> [Stated problem 1]
Translate this sentence from the forum thread below into Spanish: "You could use another motor to move an arm that would raise the rope."

***** Reading text *****

# Drop and swing



## spokanejoe (Sep 16, 2006)

I made a kicking /hangman prop using a windshield wiper motor. 
I have a pair of huge spruce trees in the front of my house to hang him from, which is lit beautifully. As you approach my house ,the branches of the trees hide the hanging man till you are almost underneath him. My plan was to start his kicking and scare people when they got to that point.
I would really,really like to make it drop a few feet ,kick and then rise back to its starting position.
Anyone have an idea that might not be too expensive that would allow the drop and then the retraction?
Thanks :jol:


----------



## spinman1949 (Jun 29, 2009)

*Another motor ?*

You could use another motor to move an arm that would raise the rope. On the motor mount a mag clutch. They are fairly common and can be found in 12 volt variety. 24 volt is more common. So you mount this motor to the tree with an arm mounted to the motor and clutch. The motor should be a slow RPM gearmotor with lots of torgue. Put a small pulley that will fit the rope on the end of the arm. Apply power to the motor and clutch. This will raise the arm and the rope. Once the arm is fully raised you cut the power to the motor, but leave the power to the clutch. These clutches are designed to stay energised, but you could also have a latch, but this would require more control. IE a solenoid to release. So now your victim approaches. You release the power to the clutch. The arm is released and the body drops and swings while you apply power to the wiper motor. Micro switches could control much of this. A micro switch could be set to provide voltage to the wper motor once the arm drops to its bottom stop. The motor to winch the body up could be controlled my a micro switch at the top of the arm movement. In this case the switch would be wired to run the motor until the arrm reaches the top. The motor will run during the prop activity, but that should not be a problem since the clutch is really the control. Now as to the clutch. Manual control would be the easiest. Again simple micro switch with a long cord so you can be away from prop. Or you can get one of those cheap remote controls. Bottom line. You push the button down to energise the clutch and hold until your victim is on target.


----------



## spinman1949 (Jun 29, 2009)

*A simple diagram.*

|------------------O--Rope Anchor 
| 
pully O-------Arm-----------------Motor/Clutch
|
|
|
|
|
|
Body

When clutch releases arm will swing down allowing rope to drop and swing to the right. You will want to put a fairly wide Y shaped guide to catch the rope and direct to the pully when you want to raise again.


----------



## hpropman (Jul 27, 2008)

you can also use a pneumatic cylinder to raise and lower the rope. You would need a long cylinder though. Probably 36" or so.


----------

*****

> [Stated problem 2]
From the rows below, pull out every line that contains the string "open".

***** Supplied entries *****

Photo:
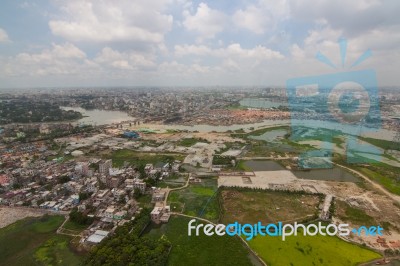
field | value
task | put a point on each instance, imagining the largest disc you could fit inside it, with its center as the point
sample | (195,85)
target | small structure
(97,237)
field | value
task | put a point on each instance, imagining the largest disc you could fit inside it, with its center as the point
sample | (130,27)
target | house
(148,167)
(109,213)
(120,215)
(104,166)
(92,186)
(140,185)
(97,237)
(160,214)
(158,195)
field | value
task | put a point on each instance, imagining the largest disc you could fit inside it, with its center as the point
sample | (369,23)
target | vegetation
(310,250)
(24,111)
(197,200)
(387,176)
(202,249)
(32,241)
(127,247)
(79,218)
(187,142)
(251,206)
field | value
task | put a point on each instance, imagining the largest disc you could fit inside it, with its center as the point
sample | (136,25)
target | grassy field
(74,226)
(33,241)
(310,250)
(200,250)
(387,176)
(140,158)
(197,200)
(188,142)
(249,206)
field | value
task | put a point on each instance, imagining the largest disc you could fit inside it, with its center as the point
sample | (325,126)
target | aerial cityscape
(194,133)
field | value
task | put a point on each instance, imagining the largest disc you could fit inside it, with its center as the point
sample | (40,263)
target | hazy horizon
(191,43)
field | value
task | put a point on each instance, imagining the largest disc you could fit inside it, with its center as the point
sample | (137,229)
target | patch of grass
(55,251)
(21,242)
(202,249)
(310,250)
(70,225)
(387,176)
(241,166)
(250,206)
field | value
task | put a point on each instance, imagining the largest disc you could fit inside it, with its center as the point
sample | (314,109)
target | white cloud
(65,59)
(125,60)
(206,22)
(3,36)
(259,52)
(261,17)
(252,18)
(111,21)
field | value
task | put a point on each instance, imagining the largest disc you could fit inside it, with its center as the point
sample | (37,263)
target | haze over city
(191,43)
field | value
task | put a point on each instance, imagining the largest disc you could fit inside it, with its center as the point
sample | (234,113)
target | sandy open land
(11,215)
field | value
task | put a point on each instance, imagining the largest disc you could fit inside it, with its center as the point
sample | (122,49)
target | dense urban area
(114,175)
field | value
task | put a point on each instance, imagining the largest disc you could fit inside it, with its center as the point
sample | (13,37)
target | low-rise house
(160,214)
(158,195)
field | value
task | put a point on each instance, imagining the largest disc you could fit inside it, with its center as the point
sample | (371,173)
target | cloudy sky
(50,43)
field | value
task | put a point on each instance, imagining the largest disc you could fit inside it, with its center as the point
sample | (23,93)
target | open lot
(202,249)
(310,250)
(198,199)
(250,206)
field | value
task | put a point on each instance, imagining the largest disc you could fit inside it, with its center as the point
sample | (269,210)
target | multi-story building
(104,167)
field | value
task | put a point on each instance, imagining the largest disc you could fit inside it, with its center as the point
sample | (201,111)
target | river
(103,117)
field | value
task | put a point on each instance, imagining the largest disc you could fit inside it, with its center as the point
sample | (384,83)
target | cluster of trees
(128,247)
(80,218)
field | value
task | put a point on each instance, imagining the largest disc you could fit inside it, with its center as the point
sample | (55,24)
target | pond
(271,136)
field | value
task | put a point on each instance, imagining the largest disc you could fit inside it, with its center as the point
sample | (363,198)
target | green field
(74,226)
(33,241)
(387,176)
(200,250)
(252,206)
(197,200)
(310,250)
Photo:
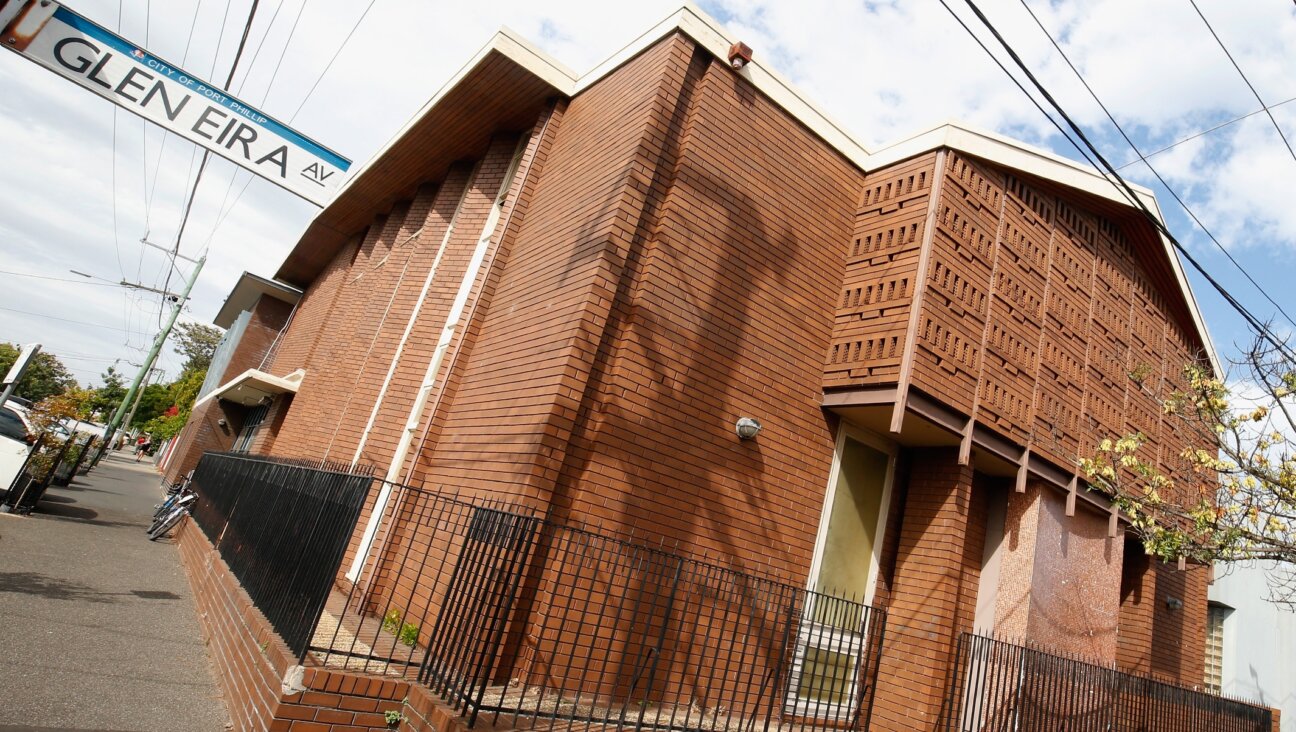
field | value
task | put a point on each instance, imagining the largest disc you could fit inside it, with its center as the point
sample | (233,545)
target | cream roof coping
(706,31)
(1042,163)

*****

> [Final result 1]
Podrías usar otro motor para mover un brazo que levantaría la cuerda.

> [Final result 2]
target | sandy open land
target | open lot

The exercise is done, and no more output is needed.